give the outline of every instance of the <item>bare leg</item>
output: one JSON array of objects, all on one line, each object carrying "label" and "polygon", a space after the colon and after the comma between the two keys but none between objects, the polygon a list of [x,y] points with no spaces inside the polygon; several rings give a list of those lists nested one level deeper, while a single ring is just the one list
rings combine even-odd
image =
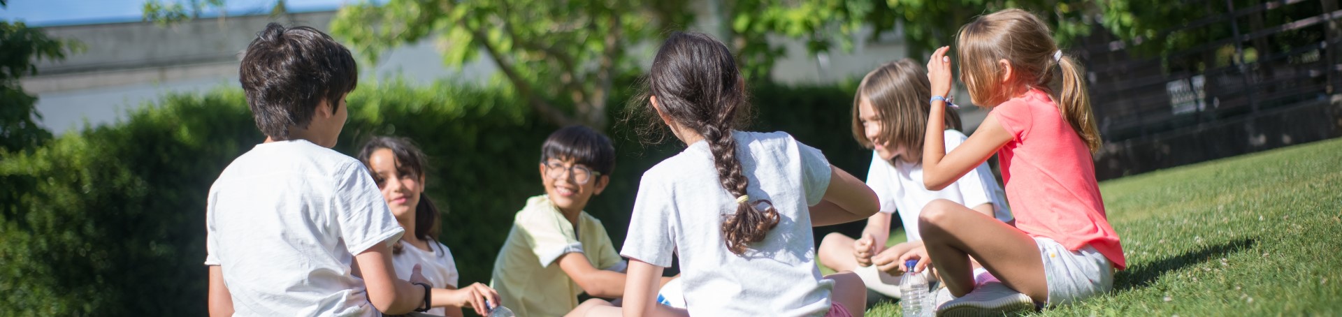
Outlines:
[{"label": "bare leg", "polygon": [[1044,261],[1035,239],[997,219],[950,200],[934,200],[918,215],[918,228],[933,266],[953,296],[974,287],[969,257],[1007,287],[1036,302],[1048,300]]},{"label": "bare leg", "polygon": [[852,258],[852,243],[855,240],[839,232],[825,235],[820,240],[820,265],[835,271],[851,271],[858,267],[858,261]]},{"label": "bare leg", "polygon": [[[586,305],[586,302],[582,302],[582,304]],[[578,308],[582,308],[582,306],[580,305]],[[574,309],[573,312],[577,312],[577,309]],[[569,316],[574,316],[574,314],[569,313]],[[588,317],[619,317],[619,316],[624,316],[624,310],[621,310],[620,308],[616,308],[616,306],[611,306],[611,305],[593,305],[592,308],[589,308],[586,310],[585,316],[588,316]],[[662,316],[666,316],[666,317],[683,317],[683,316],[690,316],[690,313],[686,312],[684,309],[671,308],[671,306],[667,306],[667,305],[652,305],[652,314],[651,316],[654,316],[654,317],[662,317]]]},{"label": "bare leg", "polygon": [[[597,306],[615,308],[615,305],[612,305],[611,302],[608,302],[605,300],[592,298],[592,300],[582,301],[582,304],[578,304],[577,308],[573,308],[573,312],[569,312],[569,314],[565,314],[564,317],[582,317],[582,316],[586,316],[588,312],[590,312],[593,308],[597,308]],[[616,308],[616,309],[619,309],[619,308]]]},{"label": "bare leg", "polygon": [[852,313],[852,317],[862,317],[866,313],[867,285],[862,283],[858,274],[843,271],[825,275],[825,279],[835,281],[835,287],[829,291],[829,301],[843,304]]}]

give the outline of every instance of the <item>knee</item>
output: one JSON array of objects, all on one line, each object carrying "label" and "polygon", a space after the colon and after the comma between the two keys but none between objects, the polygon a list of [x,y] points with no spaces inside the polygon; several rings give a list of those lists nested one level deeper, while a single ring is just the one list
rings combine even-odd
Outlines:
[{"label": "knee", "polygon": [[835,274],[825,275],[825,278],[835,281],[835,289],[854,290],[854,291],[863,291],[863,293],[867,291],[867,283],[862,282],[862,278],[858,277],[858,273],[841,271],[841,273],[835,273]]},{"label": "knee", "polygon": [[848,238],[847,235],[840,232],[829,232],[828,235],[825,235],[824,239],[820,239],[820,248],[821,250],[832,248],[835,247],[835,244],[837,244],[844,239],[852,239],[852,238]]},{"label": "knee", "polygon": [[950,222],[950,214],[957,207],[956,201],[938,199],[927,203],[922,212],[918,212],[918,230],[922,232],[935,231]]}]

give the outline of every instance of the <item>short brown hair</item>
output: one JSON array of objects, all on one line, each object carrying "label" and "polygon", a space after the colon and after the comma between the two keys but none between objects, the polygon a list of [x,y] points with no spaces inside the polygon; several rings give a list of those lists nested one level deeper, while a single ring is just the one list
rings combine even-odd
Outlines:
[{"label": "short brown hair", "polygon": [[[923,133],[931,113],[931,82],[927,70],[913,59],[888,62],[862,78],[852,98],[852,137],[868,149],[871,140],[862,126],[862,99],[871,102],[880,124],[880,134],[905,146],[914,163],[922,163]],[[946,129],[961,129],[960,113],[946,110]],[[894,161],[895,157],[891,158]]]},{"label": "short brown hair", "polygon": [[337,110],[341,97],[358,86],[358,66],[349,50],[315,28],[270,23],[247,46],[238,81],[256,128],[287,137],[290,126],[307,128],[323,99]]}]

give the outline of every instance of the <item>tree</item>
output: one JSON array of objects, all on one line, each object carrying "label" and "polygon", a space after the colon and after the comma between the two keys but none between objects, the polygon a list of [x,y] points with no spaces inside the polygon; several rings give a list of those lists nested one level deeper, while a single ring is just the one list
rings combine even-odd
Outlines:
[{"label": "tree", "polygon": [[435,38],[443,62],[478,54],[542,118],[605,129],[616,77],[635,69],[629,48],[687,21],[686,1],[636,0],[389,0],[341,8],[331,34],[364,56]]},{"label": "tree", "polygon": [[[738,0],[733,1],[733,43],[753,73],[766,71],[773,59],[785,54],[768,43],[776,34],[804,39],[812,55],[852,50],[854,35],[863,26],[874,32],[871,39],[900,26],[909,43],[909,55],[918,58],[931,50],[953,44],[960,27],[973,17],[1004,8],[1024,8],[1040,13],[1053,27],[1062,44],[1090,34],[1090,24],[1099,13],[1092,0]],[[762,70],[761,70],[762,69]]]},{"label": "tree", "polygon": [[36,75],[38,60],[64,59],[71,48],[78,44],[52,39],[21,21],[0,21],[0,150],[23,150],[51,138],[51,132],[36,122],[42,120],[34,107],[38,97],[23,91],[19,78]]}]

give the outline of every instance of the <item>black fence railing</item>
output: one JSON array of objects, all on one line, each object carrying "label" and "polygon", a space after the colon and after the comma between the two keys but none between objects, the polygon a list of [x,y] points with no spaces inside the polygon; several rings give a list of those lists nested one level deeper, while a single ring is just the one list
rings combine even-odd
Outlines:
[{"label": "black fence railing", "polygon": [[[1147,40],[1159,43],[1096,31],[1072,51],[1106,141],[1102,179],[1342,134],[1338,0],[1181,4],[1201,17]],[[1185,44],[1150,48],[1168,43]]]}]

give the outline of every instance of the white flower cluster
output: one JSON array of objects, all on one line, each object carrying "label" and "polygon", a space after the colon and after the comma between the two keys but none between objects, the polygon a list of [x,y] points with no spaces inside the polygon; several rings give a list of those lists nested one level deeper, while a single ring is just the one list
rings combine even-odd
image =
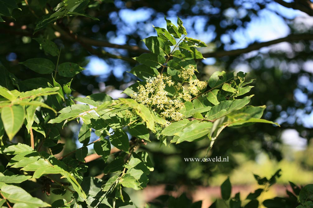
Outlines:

□ □ □ □ □

Go to the line containing "give the outline of every instance of the white", then write out word for word every line from there to the end of the listing. Keep both end lines and drop the pictures.

give the outline of every instance of the white flower cluster
output: one JSON array of objects, all on one line, each object carrying "label" and "polygon", a space after the colon and after the comma between the two keys but none between objects, the polygon a list of [x,y] points with no spaces inside the polygon; several rings give a list of those lists nested one level deeper, while a single ring is just the one list
rings combine even-odd
image =
Outlines:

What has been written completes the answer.